> **What you have to do**:
Show every line of the material that contains the word "jersey", matching case exactly.

> **Data for processing**:
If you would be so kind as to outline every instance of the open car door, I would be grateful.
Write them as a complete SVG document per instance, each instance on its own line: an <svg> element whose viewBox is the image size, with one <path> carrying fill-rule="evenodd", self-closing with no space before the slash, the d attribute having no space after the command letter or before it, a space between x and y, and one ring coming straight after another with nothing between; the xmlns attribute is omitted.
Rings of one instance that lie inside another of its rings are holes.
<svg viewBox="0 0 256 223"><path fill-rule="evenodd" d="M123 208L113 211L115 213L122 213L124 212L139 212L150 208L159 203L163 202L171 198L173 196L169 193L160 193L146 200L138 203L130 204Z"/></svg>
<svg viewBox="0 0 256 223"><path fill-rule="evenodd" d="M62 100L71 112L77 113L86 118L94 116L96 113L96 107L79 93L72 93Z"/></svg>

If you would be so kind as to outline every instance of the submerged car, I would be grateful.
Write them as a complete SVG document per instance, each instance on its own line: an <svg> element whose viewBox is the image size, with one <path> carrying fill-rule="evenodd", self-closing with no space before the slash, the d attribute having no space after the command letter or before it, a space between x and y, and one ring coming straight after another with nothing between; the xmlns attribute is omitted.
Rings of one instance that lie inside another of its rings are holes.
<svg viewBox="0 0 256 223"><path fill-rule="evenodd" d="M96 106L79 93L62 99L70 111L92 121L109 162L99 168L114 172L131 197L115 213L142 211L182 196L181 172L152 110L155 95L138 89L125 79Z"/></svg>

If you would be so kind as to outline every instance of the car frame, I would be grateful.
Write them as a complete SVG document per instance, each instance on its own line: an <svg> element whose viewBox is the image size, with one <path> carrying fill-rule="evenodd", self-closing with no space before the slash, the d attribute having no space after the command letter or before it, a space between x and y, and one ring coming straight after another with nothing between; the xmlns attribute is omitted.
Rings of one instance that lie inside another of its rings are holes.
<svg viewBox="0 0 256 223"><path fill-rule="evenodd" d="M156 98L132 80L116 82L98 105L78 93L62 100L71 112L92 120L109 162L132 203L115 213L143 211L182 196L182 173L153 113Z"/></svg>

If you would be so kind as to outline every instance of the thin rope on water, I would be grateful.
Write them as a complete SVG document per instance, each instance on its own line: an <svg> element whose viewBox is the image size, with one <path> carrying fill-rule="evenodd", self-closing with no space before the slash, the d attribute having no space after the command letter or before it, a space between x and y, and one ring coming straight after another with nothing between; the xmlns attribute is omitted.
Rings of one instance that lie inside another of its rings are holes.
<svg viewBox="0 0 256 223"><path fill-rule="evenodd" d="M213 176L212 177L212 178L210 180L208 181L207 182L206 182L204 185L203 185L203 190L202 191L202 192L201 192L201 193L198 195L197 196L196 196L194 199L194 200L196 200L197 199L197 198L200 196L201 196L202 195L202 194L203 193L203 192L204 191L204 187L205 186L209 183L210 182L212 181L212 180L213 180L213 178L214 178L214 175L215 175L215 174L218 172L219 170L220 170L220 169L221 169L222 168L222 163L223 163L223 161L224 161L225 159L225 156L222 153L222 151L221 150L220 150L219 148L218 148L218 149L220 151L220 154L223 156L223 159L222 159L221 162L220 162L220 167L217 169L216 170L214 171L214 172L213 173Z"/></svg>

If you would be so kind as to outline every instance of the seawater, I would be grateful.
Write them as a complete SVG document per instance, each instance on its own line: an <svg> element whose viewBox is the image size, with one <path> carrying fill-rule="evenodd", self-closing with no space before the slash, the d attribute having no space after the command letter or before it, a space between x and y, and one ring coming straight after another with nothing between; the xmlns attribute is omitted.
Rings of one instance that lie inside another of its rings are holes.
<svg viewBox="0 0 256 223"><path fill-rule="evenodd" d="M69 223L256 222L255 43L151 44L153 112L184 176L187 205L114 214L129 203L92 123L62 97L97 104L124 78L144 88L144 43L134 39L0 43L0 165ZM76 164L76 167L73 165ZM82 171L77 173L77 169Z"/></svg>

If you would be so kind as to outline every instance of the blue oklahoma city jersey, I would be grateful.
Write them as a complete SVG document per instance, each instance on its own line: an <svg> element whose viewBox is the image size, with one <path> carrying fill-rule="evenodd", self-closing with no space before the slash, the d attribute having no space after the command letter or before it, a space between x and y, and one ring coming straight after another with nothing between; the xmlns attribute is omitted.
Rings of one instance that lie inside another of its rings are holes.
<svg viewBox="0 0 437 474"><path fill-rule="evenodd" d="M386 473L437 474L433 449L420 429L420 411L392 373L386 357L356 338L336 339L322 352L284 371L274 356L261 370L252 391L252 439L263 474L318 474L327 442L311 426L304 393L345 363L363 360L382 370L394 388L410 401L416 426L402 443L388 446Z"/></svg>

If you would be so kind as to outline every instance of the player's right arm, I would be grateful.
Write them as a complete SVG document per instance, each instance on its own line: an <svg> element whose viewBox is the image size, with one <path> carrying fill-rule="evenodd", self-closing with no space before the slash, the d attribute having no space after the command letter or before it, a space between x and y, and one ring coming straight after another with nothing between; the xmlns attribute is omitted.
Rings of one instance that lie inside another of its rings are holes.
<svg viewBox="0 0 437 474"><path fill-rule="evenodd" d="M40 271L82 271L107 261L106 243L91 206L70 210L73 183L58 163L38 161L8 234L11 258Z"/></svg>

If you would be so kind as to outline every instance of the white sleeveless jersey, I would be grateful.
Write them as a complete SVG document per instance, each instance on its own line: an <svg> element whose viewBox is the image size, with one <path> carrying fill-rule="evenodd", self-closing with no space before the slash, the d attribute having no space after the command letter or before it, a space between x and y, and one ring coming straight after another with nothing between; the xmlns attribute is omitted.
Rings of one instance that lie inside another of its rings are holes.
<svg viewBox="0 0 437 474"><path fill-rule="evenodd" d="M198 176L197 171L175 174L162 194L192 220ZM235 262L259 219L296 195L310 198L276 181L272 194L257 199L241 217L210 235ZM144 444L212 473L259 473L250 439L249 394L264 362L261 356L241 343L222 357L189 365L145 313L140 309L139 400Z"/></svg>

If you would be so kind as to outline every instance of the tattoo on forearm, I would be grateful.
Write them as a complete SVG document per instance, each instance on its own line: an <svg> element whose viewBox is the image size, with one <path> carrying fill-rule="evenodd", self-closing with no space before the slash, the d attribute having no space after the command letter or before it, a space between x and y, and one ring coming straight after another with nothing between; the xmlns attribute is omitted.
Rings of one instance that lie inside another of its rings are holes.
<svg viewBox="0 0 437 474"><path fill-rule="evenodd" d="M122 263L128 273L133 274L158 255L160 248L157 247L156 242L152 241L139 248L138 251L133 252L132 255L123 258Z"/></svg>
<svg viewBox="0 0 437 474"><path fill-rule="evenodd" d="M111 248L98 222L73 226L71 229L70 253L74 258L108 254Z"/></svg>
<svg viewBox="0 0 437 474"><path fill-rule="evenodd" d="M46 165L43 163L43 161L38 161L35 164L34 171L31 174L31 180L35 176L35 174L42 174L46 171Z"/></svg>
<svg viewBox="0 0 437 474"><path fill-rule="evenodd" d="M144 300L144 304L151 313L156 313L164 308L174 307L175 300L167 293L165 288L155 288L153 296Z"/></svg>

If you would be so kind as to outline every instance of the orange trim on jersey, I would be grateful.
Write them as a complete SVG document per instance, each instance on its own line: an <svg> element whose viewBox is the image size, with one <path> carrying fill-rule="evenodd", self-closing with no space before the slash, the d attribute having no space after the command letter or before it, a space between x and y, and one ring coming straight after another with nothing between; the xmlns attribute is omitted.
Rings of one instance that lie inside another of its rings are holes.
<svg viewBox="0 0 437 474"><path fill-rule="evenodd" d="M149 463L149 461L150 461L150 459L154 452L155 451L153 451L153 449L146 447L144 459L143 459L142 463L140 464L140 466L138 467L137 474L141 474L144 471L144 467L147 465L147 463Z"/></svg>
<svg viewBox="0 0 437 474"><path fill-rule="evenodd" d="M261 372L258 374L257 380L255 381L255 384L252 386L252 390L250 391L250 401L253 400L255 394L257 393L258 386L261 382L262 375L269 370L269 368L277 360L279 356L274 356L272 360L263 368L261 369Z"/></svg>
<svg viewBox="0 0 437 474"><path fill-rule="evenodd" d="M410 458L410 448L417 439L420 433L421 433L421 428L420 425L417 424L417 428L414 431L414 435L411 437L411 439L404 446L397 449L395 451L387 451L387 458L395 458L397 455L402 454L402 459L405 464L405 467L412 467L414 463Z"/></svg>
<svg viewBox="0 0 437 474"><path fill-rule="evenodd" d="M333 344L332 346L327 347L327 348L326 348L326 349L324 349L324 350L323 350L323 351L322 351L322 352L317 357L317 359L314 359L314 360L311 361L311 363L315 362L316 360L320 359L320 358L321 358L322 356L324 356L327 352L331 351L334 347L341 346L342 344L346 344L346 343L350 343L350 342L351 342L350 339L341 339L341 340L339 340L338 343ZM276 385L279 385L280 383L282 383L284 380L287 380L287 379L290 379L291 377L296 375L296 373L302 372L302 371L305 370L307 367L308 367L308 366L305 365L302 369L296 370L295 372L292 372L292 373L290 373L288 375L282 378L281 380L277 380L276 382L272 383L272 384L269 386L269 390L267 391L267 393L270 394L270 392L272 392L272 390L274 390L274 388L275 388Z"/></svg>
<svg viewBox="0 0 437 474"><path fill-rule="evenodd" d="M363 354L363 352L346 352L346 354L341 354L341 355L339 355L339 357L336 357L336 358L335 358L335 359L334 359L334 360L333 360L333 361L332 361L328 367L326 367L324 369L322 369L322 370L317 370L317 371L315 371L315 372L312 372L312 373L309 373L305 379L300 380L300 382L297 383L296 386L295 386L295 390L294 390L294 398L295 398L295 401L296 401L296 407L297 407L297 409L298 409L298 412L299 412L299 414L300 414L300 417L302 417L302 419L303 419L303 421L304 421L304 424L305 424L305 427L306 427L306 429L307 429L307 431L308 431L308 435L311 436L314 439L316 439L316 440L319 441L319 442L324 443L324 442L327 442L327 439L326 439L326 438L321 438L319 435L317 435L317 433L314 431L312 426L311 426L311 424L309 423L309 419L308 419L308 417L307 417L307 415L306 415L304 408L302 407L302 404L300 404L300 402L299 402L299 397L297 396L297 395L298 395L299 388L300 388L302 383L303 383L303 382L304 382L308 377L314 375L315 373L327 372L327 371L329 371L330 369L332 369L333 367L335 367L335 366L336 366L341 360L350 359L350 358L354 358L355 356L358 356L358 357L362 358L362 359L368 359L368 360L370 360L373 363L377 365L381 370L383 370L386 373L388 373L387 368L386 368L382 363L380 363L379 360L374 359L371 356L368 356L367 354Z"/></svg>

> **Result of the exercise**:
If you would be so kind as to outline every instance of the blue oklahoma city jersey, I would be grateful.
If you would be so kind as to outline every instance of the white sleeveless jersey, I would be grateful.
If you would be so kind as to outline every instance of the orange trim on jersey, I would be grateful.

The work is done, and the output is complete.